-- START Stored records --

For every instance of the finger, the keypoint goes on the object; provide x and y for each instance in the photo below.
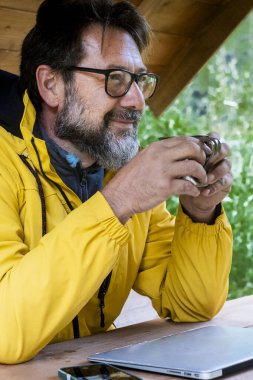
(219, 171)
(185, 147)
(217, 157)
(188, 168)
(183, 187)
(214, 135)
(221, 185)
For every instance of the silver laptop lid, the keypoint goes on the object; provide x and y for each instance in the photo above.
(203, 353)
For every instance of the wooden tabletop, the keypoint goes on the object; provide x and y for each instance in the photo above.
(44, 366)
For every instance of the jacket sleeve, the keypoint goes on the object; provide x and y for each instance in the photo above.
(186, 265)
(43, 289)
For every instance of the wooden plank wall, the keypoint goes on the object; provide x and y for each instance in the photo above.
(185, 35)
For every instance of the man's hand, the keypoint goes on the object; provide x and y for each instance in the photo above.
(155, 174)
(219, 179)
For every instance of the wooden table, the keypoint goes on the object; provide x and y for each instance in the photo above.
(44, 366)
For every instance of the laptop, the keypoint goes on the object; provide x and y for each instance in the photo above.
(202, 353)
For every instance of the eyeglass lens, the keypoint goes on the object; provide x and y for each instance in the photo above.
(119, 83)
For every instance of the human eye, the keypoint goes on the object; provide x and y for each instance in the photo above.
(117, 77)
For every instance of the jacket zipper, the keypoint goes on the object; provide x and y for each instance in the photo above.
(101, 296)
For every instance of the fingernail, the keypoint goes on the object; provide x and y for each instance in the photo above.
(211, 177)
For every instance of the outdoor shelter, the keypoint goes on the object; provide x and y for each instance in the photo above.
(186, 33)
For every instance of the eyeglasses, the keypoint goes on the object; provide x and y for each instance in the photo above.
(119, 81)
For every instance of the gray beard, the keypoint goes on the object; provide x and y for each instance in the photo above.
(108, 149)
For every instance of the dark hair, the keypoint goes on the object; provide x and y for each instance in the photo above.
(55, 40)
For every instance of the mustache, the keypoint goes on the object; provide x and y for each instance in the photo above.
(124, 114)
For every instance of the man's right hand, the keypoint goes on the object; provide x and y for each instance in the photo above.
(155, 174)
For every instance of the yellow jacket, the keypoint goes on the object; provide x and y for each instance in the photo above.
(46, 281)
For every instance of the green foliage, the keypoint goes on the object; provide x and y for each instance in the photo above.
(220, 99)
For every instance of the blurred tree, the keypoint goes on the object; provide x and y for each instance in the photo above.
(220, 99)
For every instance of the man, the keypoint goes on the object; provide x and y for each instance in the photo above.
(75, 236)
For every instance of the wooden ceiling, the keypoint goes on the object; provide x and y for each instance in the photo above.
(185, 35)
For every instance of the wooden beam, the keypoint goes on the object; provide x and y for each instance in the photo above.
(13, 27)
(180, 71)
(26, 5)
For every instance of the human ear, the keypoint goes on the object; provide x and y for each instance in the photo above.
(50, 85)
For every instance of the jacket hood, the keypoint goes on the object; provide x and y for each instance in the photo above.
(11, 103)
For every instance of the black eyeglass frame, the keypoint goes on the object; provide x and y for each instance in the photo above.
(107, 72)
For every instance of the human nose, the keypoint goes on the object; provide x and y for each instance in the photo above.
(134, 98)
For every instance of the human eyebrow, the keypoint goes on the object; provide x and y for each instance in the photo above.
(142, 69)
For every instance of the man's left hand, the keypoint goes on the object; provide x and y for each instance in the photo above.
(202, 208)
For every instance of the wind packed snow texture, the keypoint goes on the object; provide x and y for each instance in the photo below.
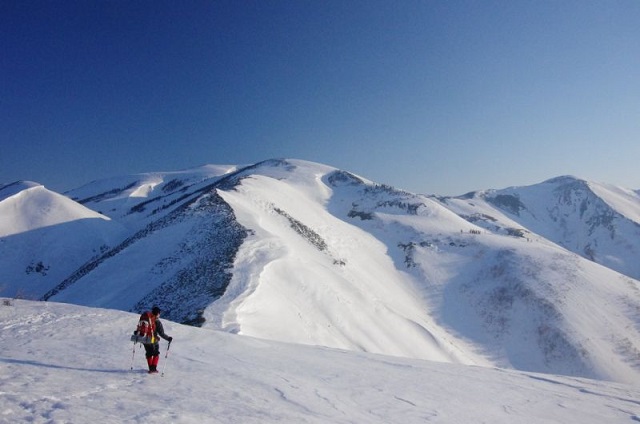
(539, 279)
(70, 364)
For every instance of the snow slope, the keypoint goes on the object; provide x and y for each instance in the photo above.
(44, 236)
(52, 372)
(300, 252)
(600, 222)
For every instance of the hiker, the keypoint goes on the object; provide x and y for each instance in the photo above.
(151, 327)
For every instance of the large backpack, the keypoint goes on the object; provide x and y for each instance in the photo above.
(144, 333)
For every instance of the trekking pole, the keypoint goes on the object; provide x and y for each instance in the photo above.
(133, 354)
(166, 355)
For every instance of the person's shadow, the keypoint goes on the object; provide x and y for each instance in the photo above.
(63, 367)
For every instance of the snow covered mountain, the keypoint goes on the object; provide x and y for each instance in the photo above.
(300, 252)
(214, 377)
(597, 221)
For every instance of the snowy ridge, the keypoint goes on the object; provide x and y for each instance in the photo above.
(259, 381)
(305, 253)
(597, 221)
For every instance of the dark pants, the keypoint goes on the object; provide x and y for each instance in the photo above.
(152, 349)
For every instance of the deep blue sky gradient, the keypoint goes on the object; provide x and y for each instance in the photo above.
(436, 97)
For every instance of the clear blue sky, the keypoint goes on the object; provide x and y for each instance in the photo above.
(435, 97)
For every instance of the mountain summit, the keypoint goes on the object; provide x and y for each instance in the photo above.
(538, 278)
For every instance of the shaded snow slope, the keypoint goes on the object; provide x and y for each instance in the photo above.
(51, 372)
(45, 236)
(301, 252)
(597, 221)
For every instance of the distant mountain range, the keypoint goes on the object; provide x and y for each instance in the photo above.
(541, 278)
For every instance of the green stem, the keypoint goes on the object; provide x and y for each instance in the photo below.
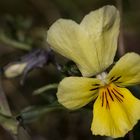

-- END Stored records --

● **Task statement**
Reproduce every item above word for word, omitting the pictures.

● **Written response**
For every instance of the finger, the keypoint goes on the object; provide x and y for each instance in the photo below.
(219, 171)
(185, 147)
(217, 157)
(188, 168)
(183, 187)
(214, 135)
(221, 185)
For every instance of the silver laptop lid, the keypoint goes on the object; provide x and y for each instance in the photo above.
(203, 353)
For every instance of the wooden tabletop, the keypoint goes on the object; provide x and y for each instance in the photo above.
(44, 366)
For every instance of the jacket sleeve, the keypoint goes on the object; provide x and y for each instance in the photo above.
(186, 265)
(43, 289)
For every instance of the wooden plank wall, the keypoint goes on the object; provide x and y for each instance in the photo above.
(185, 35)
For every instance of the man's hand, the keypoint goes on the object; provide x and y for each instance in the photo above.
(155, 174)
(219, 179)
For every instance of the wooden table, the keypoint goes on the object; provide x and y for each instance in the photo above.
(44, 366)
For every instance of the laptop, the keypoint goes on the object; provide x and y for each instance in the photo above.
(202, 353)
For every instance of the eyeglass lens, the keypoint goes on the object; provide x and y for each instance in the photo above.
(119, 83)
For every instance of the human eye, the keypoint goes on the object; provide x and y for each instance in the photo above.
(117, 77)
For every instance of the jacket zipper, the keypoint goes on the object; provide x and y for each instance in the photo above.
(101, 296)
For every instance of the fingernail, the keypoint goes on the object; provide x and y for each instance in the photo above.
(211, 177)
For every instance of the outdoor shelter, the keypoint goes on the object; provide x and y for each instance in the photo above.
(186, 33)
For every instance of the eyeglasses, the keypoint goes on the object; provide x and y for each instance in the photo above.
(119, 81)
For every instance of the gray beard, the keypoint goes on the object; provide x and y for each instance in the photo above.
(108, 149)
For every instance of the dark hair, the keypoint goes on the object; provide x and y for each instance in the photo above.
(55, 40)
For every instance of the mustache, the keypoint goes on the object; provide x and y for each instance in the photo above.
(124, 114)
For every instance of the man's right hand, the keypoint goes on the object; provide x and y for each instance in the photo above.
(155, 174)
For every instance of the yellow jacket, the keypoint goes on the object; provide x and y for each instance in the photo above.
(46, 281)
For every instance of the green foliage, the keypoint goes on the object; provide x and y for each instance in the photo above.
(220, 99)
For every instance of the blurred tree, the keypoint goes on the object; provide x and y for each instance in the photo above.
(220, 99)
For every instance of the man, the keypoint goes on the object; provide x and y for each instance in the photo above.
(75, 236)
For every instance of the wooden ceiling, the keypoint goes on the object; provide x and y for each instance in the photo above.
(185, 35)
For every instance of the wooden beam, the keypoint goes on the object; provide x and y for each instance in the photo above.
(13, 27)
(180, 71)
(26, 5)
For every instance of the human ear, the keypoint goes on the object; provide x and y for each instance in the photo above.
(50, 85)
For every instance of the jacket hood, the keypoint goes on the object; provide x and y for each instance in the photo above.
(11, 103)
For every instance of the black eyeglass frame, the keypoint goes on the object; provide x and y for each instance in the photo above.
(107, 72)
For every instance of the human nose, the keypoint goes on the object; provide x and y for each instance in the photo above.
(134, 98)
For every instance of the human eyebrow, the keypoint goes on the object; provide x and y for each instance in the photo above.
(142, 69)
For every instance of the man's left hand, the keypoint goes on the object; provide x and y for each instance in the photo above.
(202, 208)
For every instance of the wind packed snow texture, the keypoint goes on the object; provide x and y for each instance in the photo below.
(539, 279)
(70, 364)
For every instance of the snow slope, the keypoint goes on the object; provide x and y for each instance in the photo above.
(44, 236)
(52, 372)
(300, 252)
(600, 222)
For every instance of the hiker, the keypoint goes on the object; provide x and y for each instance in the photo above.
(151, 327)
For every instance of the large backpack, the keypoint goes on the object; provide x and y for each instance in the photo above.
(144, 333)
For every instance of the trekking pole, the keypoint goes on the object; provide x and y for each instance in the photo above.
(133, 354)
(166, 355)
For every instance of the person's shadow, the keypoint goes on the object; provide x and y for each instance in the photo above.
(63, 367)
For every instance of the snow covered mountain, the keypoint goes on the object; provide x and y for each instance in the photo above.
(300, 252)
(214, 377)
(597, 221)
For every instance of the snowy ridge, the keypoint goes on the object; provide x and y for each instance in the photo above.
(259, 381)
(305, 253)
(597, 221)
For every instance of the dark pants, the keypoint goes on the object; provide x and y for each instance in the photo above.
(152, 349)
For every instance of the deep blue sky gradient, the keypoint goes on the object; provide x and y for each instance in the photo above.
(436, 97)
For every instance of the clear blue sky, the keypoint goes on the object; provide x and y for each instance in the photo above.
(435, 97)
For every instance of the mountain summit, the keypoint goes on the object; provide x and y for each instance in the photo above.
(538, 278)
For every instance of the shaded snow slope, the keypoint goes on the object; provide x and y for each instance in the photo above.
(51, 372)
(45, 236)
(301, 252)
(597, 221)
For every instance of the distant mountain range, the keypoint goes on the object; provide x and y for each instance in the photo above.
(541, 278)
For every instance of the green stem, the keypoint goes on the object; provide x and y for each instance in the photo below.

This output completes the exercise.